▶ [Task inputs]:
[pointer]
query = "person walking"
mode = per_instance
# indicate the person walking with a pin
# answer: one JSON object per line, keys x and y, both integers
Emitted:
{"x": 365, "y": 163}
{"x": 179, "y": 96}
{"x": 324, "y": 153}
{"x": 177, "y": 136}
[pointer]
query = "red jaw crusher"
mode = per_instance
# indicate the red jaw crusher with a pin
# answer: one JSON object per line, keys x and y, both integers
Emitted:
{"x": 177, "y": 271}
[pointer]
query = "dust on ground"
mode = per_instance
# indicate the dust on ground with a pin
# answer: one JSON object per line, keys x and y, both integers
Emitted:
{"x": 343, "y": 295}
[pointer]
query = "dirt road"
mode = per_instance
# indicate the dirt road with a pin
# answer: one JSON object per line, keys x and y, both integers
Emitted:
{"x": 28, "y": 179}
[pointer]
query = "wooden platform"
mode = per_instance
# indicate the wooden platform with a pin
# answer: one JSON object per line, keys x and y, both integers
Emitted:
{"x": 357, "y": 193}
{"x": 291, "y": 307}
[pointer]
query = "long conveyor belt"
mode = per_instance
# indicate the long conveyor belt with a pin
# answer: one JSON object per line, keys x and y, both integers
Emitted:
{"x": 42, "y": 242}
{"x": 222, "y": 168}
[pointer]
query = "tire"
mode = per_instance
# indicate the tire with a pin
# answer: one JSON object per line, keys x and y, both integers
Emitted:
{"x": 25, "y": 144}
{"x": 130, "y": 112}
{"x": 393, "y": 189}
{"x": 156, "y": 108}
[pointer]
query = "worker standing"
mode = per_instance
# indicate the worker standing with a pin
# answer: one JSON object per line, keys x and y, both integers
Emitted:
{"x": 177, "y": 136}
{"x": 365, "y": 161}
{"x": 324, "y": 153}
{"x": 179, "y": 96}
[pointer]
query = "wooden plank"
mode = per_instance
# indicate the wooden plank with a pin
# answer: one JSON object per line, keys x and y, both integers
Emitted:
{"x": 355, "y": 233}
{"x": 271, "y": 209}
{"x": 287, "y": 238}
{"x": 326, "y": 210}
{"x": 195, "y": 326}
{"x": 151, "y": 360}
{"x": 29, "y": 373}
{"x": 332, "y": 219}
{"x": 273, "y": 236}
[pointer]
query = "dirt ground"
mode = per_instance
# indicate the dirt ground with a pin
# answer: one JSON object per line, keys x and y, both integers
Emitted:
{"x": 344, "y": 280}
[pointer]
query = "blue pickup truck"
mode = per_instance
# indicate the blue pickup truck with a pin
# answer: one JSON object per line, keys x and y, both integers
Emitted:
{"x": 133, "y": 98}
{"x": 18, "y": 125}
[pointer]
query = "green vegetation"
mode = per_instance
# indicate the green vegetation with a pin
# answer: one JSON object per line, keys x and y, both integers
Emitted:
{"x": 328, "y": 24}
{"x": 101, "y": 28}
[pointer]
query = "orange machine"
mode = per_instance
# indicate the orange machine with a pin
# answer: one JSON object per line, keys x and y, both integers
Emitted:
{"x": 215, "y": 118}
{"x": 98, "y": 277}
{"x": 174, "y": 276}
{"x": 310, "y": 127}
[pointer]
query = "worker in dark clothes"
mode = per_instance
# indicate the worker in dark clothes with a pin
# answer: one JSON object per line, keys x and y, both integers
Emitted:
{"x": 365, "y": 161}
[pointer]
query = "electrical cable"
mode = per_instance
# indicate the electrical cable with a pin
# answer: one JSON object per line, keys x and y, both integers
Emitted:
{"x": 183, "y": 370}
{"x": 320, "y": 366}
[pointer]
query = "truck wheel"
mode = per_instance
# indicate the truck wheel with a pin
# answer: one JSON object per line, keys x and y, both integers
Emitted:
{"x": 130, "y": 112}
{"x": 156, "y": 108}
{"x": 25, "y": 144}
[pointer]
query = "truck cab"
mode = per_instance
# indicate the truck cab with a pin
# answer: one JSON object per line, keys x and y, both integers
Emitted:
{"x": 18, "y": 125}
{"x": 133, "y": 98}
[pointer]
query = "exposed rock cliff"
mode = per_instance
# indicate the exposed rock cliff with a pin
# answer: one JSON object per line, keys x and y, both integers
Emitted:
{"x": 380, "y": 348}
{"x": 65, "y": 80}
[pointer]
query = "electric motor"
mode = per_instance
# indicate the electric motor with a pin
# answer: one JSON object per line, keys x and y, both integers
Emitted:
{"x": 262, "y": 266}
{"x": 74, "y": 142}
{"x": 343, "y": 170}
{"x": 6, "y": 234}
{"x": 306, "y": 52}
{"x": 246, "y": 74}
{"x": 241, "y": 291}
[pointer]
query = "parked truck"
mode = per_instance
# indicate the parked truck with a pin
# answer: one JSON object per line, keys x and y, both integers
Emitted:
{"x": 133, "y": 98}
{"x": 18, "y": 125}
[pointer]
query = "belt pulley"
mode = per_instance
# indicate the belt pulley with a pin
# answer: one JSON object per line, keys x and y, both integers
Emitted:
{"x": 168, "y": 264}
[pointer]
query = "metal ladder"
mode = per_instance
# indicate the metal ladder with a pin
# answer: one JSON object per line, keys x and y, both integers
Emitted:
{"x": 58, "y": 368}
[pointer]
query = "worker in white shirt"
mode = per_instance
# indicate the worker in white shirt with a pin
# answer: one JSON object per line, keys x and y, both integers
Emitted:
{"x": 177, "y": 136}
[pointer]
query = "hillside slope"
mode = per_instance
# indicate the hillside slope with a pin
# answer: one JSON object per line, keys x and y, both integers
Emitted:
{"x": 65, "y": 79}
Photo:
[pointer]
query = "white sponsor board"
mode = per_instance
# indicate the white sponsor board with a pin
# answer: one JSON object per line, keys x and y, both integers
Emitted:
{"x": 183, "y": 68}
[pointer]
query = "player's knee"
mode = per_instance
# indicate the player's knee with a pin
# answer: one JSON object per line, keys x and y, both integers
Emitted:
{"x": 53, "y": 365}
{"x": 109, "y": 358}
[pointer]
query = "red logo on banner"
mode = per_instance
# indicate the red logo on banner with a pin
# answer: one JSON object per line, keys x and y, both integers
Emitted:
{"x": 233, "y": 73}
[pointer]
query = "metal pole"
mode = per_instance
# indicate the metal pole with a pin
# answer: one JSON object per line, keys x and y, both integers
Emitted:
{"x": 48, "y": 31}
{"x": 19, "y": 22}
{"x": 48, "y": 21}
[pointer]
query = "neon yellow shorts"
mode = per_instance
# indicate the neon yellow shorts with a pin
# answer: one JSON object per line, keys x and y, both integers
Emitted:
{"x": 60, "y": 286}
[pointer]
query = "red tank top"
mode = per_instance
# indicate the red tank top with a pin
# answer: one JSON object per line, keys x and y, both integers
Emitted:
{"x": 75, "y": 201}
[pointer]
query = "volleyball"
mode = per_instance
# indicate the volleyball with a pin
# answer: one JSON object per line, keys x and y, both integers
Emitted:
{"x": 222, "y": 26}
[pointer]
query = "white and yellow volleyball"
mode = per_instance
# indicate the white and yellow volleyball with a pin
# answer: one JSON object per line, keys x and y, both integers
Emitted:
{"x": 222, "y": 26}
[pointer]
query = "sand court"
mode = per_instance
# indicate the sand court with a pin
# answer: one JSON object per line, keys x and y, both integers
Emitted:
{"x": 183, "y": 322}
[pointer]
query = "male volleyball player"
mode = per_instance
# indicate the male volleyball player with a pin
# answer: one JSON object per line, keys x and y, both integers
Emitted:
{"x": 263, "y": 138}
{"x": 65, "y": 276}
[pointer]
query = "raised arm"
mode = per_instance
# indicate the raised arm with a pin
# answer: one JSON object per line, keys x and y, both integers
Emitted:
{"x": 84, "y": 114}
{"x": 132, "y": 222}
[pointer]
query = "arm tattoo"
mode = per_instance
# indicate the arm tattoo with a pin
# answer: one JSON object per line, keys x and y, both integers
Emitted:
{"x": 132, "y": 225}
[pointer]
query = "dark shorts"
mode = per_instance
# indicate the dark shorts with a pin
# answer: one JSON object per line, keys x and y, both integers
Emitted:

▶ [Written problem]: Please pick out every line of the records above that contains the string "hillside" and copy each one. Case counts.

▶ [Written reply]:
query = "hillside slope"
# indicate the hillside slope with a pin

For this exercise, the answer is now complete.